• **Problems to work on**:
1. Do these statements agree with the article about George Edwards' retirement? Answer yes or no for each, and quote the words from the article that decide it.
(a) The farewell function took place at Margam Orangery.
(b) George joined the Derby Evening Telegraph at the age of 18.
(c) Eddie Giles answered George's letter with an eight-page reply.
2. Rewrite part of the article about George Edwards' retirement, switching "managing director" to "chief executive". Begin at the words that have "Northcliffe Newspaper Group" and stop after "tribute to George.".
3. Pick up the article about George Edwards' retirement after its last sentence and keep it going.

• **Passage shown**:
South Wales Evening Post editor George Edwards has retired after a journalism career spanning 44 years.

A special function was held at Margam Orangery where colleagues, friends, politicians and showbiz personalities turned out to say farewell.

Lord Rothermere sent a personal tribute to George (pictured), that said he was leaving the paper with a circulation that was the envy of the group’s other newspapers.

Northcliffe Newspaper Group chairman Ian Park said the range of people present at the retirement lunch was a remarkable and deserving tribute to the retiring editor.

And Chris Rees, managing director of South West Wales Publications also paid tribute to George.

He said: “He has been a fine editor of this newspaper which has just had its most successful year ever.”

Looking back on his career, George said it was exactly what he wanted as a youngster in Matlock, 20 miles north of Derby, in the 1950s.

When he was 12, George wrote to the football writer of his local evening paper, the Derby Evening Telegraph, and told him his ambition was to have his job some day.

Eddie Giles sent an eight-page reply giving advice and on July 28, 1958, at the age of 16, George left school and joined the Telegraph as a trainee reporter.

He remembers his first wage as being £3.2s.6d a week for duties which included standing outside churches taking names for funeral reports and going to the local magistrates court and councils by bus or bike.

• **Dataset records**:
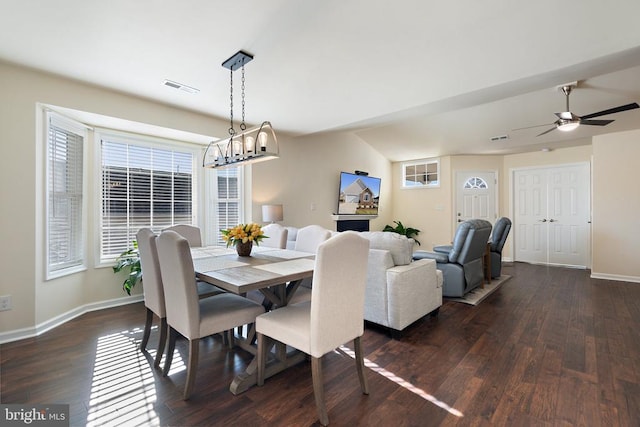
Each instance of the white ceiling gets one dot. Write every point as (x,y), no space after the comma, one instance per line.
==
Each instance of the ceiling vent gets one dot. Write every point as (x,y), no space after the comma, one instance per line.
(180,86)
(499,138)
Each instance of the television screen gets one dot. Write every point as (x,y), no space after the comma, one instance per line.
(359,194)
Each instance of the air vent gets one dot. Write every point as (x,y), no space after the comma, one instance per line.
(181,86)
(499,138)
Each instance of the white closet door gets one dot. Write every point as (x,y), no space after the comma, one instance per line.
* * *
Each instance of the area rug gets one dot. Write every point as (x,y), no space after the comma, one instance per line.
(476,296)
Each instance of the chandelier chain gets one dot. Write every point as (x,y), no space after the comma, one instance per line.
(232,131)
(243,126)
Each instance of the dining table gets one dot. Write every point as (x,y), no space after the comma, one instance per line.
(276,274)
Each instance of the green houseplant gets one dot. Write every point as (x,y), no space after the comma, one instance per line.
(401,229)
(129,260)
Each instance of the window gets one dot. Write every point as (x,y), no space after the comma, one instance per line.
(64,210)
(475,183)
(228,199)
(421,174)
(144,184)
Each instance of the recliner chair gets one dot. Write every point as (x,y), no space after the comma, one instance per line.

• **Responses by task**:
1.
(a) Yes: "A special function was held at Margam Orangery"
(b) No: "at the age of 16, George left school and joined the Telegraph as a trainee reporter"
(c) Yes: "Eddie Giles sent an eight-page reply giving advice"

2.
Northcliffe Newspaper Group chairman Ian Park said the range of people present at the retirement lunch was a remarkable and deserving tribute to the retiring editor.

And Chris Rees, chief executive of South West Wales Publications also paid tribute to George.

3.
After a year he became the Telegraph’s first reporter for the town of Belper, and later joined the Telegraph’s sports desk.

In 1963 George decided to become a freelance in the Peak District and in August that year he won his scoop interview and a handshake with John F Kennedy who had called in to see his sister’s grave at Chatsworth Park after a presidential visit to Manchester.

The world’s press was not told of the visit, but George and his freelance colleague found out about it and were the only journalists present when JFK’s helicopter landed at Chatsworth. The story went round the world, three months before the president’s assassination.

At the age of 23 George was offered the job he had always wanted, to report on Derby County Football Club for the Telegraph.

George said: “That was wonderful in itself but it became even better when Brian Clough joined the club as manager in the mid-1960s.

“He took the club from the bottom of the old second division to the semi-finals of the European cup.

“I went everywhere with the team, covering all the European clubs and England’s top teams.

“I would meet famous soccer figures like Bill Shankly and Matt Busby – it was incredibly exciting.”

George became sports editor of the Telegraph at the age of 26 and after eight years he was appointed assistant editor.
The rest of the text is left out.